- WHAT IS EXPECTED: How many lines in the data below contain the string "reflective"? Reply with the number alone.

■ ■ ■

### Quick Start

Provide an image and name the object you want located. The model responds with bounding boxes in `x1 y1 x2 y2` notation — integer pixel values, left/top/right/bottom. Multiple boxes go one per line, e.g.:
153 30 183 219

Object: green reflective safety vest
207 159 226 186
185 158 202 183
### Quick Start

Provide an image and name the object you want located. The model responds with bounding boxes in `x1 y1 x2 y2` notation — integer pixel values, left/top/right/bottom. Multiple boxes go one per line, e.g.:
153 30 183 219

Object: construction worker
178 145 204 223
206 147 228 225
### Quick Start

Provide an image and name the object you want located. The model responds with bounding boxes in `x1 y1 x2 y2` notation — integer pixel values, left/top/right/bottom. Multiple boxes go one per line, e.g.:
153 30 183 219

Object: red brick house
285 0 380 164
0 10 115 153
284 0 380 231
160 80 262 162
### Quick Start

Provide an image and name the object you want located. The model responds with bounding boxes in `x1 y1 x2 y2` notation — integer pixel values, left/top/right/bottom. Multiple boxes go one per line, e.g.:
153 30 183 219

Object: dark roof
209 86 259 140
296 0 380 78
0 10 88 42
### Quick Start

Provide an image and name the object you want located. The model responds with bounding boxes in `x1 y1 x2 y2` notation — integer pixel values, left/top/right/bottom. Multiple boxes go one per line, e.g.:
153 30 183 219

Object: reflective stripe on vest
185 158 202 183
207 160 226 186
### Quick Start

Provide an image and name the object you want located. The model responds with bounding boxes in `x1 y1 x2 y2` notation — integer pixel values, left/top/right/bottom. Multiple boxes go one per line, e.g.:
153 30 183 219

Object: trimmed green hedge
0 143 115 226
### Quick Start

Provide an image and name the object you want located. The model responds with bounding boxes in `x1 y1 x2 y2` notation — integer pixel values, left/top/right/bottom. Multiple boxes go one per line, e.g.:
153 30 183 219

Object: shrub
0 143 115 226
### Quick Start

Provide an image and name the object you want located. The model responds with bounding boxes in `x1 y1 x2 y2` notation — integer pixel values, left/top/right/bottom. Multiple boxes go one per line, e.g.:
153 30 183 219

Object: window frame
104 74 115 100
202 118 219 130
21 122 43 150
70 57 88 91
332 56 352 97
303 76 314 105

■ ■ ■

- EXERCISE RESPONSE: 2